## Brief
Write the next part of the R mailing-list post on converting a binary string to a vector, starting right after the heading for item (2) and matching the post's voice.

## Excerpt to read

==============================

Re: [Rd] binary string conversion to a vector (PR#14120)

From: Franc Brglez <brglez_at_ncsu.edu>
Date: Thu, 10 Dec 2009 17:11:52 -0500


Hello!  

Please accept my sincere apologies for annoying the R development team with my post this week. If I were required to register as "a developer" before submission, this would not have happened. To rehabilitate myself, please find at the bottom of this mail two R-functions, 'string2vector' and 'vector2string', with "comments and tests". Both functions may go a long way towards assisting a number of R-users to make their R-programming more productive. I am a novice R-programmer: I started dabbling in R less than two months ago, heavily influenced by examples of code I see, including within the R.org documents (monkey does what monkey sees). Before posting two functions, I would really appreciate constructive edits where they may be needed as well as their posting by someone-in-the-know so there will be conveniently accessible for R users.

I am very impressed with potential of R and the community supporting it. I just wish I got to R sooner: I am looking to R to better support my work in "designed experiments to assess the statistically significant performance of combinatorial optimization algorithms on instance isomorphs of NP-hard problems" -- for better context of this mouthful, see the few postings under   http://www.cbl.ncsu.edu:16080/xBed/publications/ I am working on a tutorial paper where I expect R to play a significant role in better explaining and illustrating, code-wise and graphically, the concepts discussed in the publications above. I would welcome a co-author with experience in R-programming as well as statistics and interests in the experimental methods addressed in these publications.

As I elaborate in notes that follow, I was looking at a variety of "R-documents" before my "bug" submission. I would appreciate very much if some of you could take the time to scan through these notes and respond briefly with useful pointers. Here are the headlines:

    (1) why I still think there may be a bug with 'noquote' vs 'as.integer'

    (2) search on "split string" and "join string"; the missing package "stringr"

    (3) a take on "Tcl" commands 'split', 'join', 'string', 'append', 'foreach'

    (4) a take on "R" functions 'string2vector' and 'vector2string'

    (5) code and comments for "R" functions 'string2vector' and 'vector2string

(1) why I still think there may be a bug with 'noquote' vs 'as.integer'



> # MacOSX 10.6.2, R 2.9.1 GUI 1.28 Tiger build 32-bit (5444)
> qvector

[1] "0" "0" "0" "1" "1" "0" "1"
> qvector[1]

[1] "0"
> tmp = noquote(qvector[1])
> tmp
[1] 0
> tmp = as.integer(qvector[1])
> tmp

[1] 0
>

When embedded in the function as per my "bug" report, 'noquote' and 'as.integer' are no longer equivalent whereas in the example above they appear to be equivalent!! I submitted the "function" with print/cat statements for sake of illustration.

(2) search on "split string" and "join string"; the missing package "stringr"

==============================

## Information provided
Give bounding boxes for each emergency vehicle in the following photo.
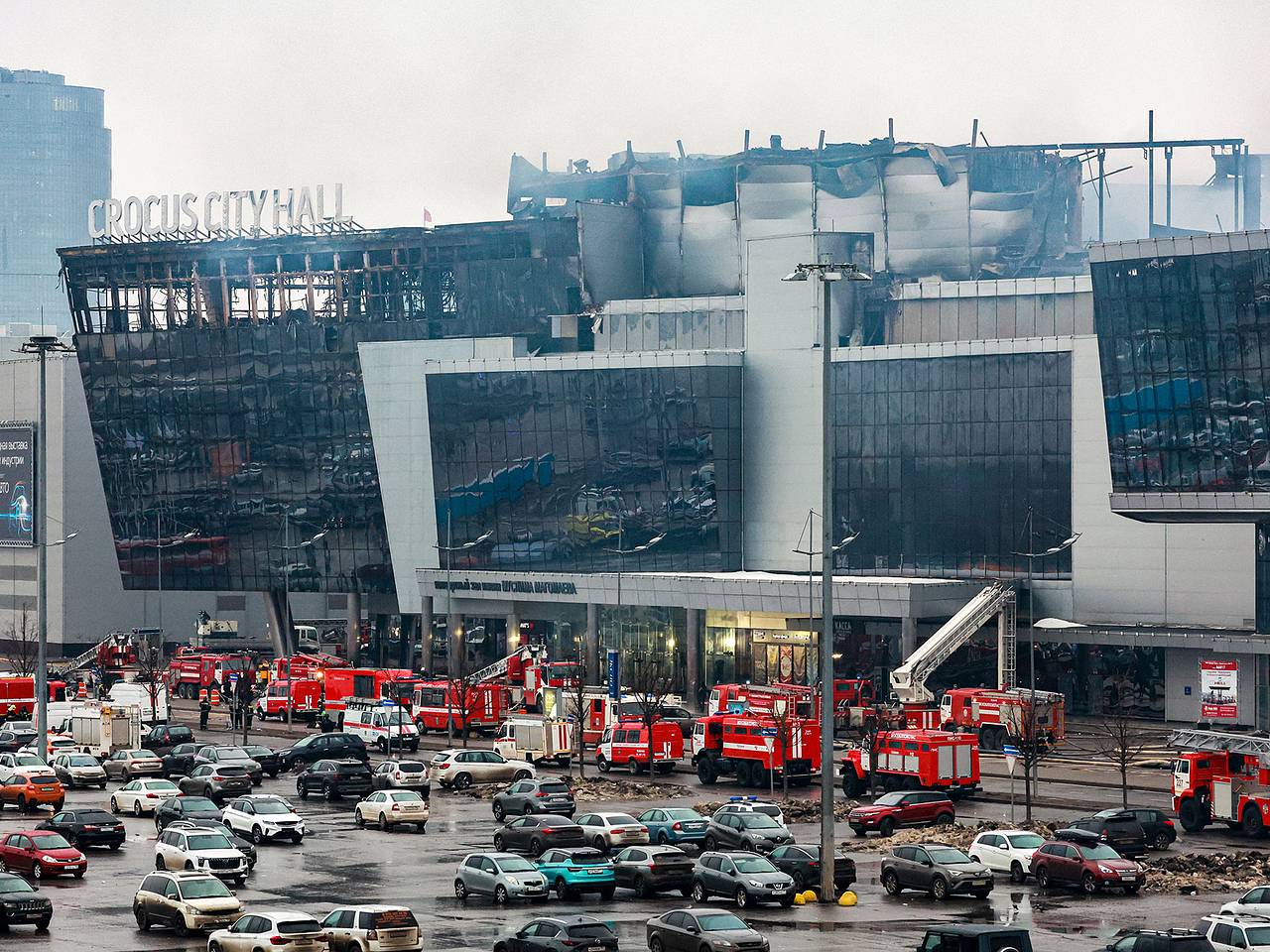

==============================

## Output of the task
http://search.r-project.org/ reveals

   orderof 850 messages for search on "split string"    orderof 160 messages for search on "join string"

http://finzi.psych.upenn.edu/search.html reveals

    for search on "split string"

   	• Rhelp08:   [ split: 890 ] [ string: 1676 ] [ TOTAL: 77 ]
        • functions: [ split: 954 ] [ string: 6453 ] [ TOTAL: 204 ]
    for search on "join string"
	• Rhelp08:   [ join: 176 ] [ string: 1676 ] [ TOTAL: 8 ]
	• functions: [ join: 192 ] [ string: 6453 ] [ TOTAL: 36 ]
    This site also provides a link to the package "stringr"     http://finzi.psych.upenn.edu/R/library/stringr/html/00Index.html However, the download does not deliver ...
> install.packages("stringr")

  ....
   package ‘stringr’ is not available

There are a lot of hard-to-understand and not-so-relevant code snippets in all these 1000's of postings. I would argue that had robust functions such as 'string2vector' and 'vector2string' been included in the R-package, many R-programmers could take longer vacations, spend their time more productively, and significantly reduce duplication of coding efforts on basically the same problems.

Since vector is such and important "primitive" in R, I argue that functions such as 'string2vector' and 'vector2string' should be made to play a role similar to commands 'split', 'join', 'string', and 'append' that support programmers in Tcl. See my take on Tcl in the section below.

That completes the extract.